§ **Exercise passage**

IPDreamer: Appearance-Controllable 3D Object Generation with Complex Image Prompts

The following content includes the environment installing of IPDreamer, training and testing commands, as well as a demonstration of the results.

The paper of IPDreamer can be referred to in the arxiv

Install

Install with pip

pip install -r requirements.txt

Download pre-trained models

To use image-conditioned 3D generation, you need to download some pretrained checkpoints manually:

Zero-1-to-3 for diffusion backend. It is hard-coded in guidance/zero123_utils.py.

cd pretrained/zero123
wget https://zero123.cs.columbia.edu/assets/zero123-xl.ckpt

Omnidata for depth and normal prediction. These ckpts are hardcoded in preprocess_image.py.

§ **Work task**
From the IPDreamer page, copy out word for word the passage starting at "To use image-conditioned" and ending at "hardcoded in preprocess_image.py.".

§ **Data provided**
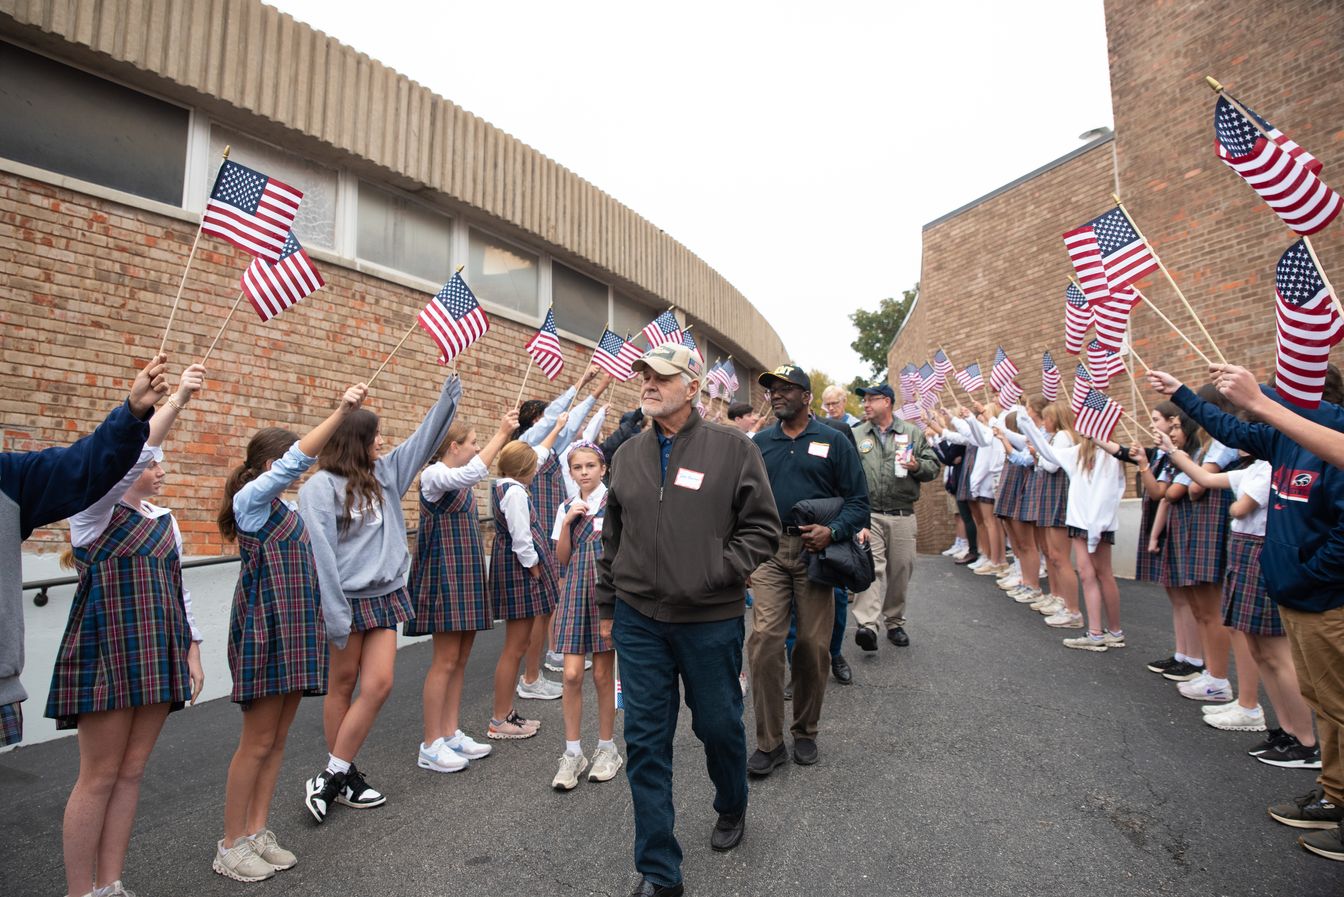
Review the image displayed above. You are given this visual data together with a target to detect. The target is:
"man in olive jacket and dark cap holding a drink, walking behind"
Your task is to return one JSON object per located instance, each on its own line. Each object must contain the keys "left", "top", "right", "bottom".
{"left": 851, "top": 383, "right": 942, "bottom": 651}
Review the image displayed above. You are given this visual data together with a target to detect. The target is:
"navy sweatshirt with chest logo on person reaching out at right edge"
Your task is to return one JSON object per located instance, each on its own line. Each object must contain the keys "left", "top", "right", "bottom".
{"left": 1172, "top": 386, "right": 1344, "bottom": 613}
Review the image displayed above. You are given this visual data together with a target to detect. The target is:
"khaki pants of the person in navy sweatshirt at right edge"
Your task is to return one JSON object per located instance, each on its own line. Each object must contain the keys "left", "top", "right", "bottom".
{"left": 1278, "top": 605, "right": 1344, "bottom": 804}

§ **Answer to the problem**
To use image-conditioned 3D generation, you need to download some pretrained checkpoints manually:

Zero-1-to-3 for diffusion backend. It is hard-coded in guidance/zero123_utils.py.

cd pretrained/zero123
wget https://zero123.cs.columbia.edu/assets/zero123-xl.ckpt

Omnidata for depth and normal prediction. These ckpts are hardcoded in preprocess_image.py.